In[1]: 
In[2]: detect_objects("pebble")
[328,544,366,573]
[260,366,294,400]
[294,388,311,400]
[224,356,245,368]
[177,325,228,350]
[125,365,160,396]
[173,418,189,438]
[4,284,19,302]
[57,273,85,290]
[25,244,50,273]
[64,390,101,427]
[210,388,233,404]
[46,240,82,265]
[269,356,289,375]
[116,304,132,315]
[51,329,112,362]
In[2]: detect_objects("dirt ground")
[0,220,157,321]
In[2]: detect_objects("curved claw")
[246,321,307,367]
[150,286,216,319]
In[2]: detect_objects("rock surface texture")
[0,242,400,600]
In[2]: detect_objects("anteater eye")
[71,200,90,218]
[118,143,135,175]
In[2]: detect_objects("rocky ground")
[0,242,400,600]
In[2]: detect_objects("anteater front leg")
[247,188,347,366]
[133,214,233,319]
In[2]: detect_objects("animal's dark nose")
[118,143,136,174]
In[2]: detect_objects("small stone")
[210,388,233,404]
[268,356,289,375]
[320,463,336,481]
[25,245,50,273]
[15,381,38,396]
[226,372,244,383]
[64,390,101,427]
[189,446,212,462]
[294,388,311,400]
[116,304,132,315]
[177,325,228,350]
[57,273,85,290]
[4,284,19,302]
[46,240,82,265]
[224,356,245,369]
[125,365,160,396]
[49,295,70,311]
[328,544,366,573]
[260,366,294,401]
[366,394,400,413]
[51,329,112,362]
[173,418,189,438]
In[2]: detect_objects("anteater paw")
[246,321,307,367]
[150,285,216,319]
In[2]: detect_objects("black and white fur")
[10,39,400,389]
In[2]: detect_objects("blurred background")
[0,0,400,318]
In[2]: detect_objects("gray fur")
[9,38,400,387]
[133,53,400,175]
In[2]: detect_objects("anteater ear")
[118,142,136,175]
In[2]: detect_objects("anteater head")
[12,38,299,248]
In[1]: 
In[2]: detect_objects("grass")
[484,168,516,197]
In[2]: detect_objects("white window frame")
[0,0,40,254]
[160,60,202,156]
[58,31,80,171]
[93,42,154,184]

* _GIVEN TASK_
Rewrite the lines from the start of the records through the line with "[133,53,400,175]", changing "anteater" to "armadillo" and leaving everything else as it is.

* _TASK OUTPUT_
In[1]: 
In[2]: detect_objects("pebble")
[328,544,366,573]
[260,366,294,400]
[294,388,311,400]
[224,356,245,368]
[177,325,228,350]
[125,365,160,396]
[173,418,189,438]
[4,284,19,302]
[57,273,85,290]
[25,244,50,273]
[64,390,101,427]
[210,388,233,404]
[46,240,82,265]
[269,356,289,375]
[116,304,132,315]
[51,329,112,362]
In[2]: detect_objects("dirt ground")
[0,220,157,321]
In[2]: detect_objects("curved claw")
[246,321,307,367]
[150,286,216,319]
In[2]: detect_objects("rock surface texture")
[0,242,400,600]
In[2]: detect_objects("armadillo eye")
[71,200,90,218]
[118,143,135,175]
In[2]: detect_objects("rocky ground")
[0,242,400,600]
In[2]: detect_objects("armadillo front leg")
[247,188,347,366]
[133,214,233,319]
In[2]: detect_objects("animal's dark nose")
[118,143,136,174]
In[2]: detect_objects("small stone")
[210,388,233,404]
[268,356,289,375]
[320,463,336,481]
[25,245,50,273]
[15,381,38,396]
[226,372,244,383]
[64,390,101,427]
[189,446,212,462]
[294,388,311,400]
[116,304,132,315]
[177,325,228,350]
[57,273,85,290]
[4,284,19,302]
[46,240,82,265]
[224,356,245,369]
[125,365,160,396]
[49,295,70,311]
[328,544,366,573]
[260,366,294,401]
[366,394,400,413]
[51,329,112,362]
[173,418,189,438]
In[2]: detect_objects("armadillo paw")
[246,321,307,367]
[150,285,216,319]
In[2]: detect_objects("black and white fur")
[10,39,400,389]
In[2]: detect_objects("blurred background")
[0,0,400,318]
In[2]: detect_objects("gray fur")
[9,38,400,387]
[133,53,400,175]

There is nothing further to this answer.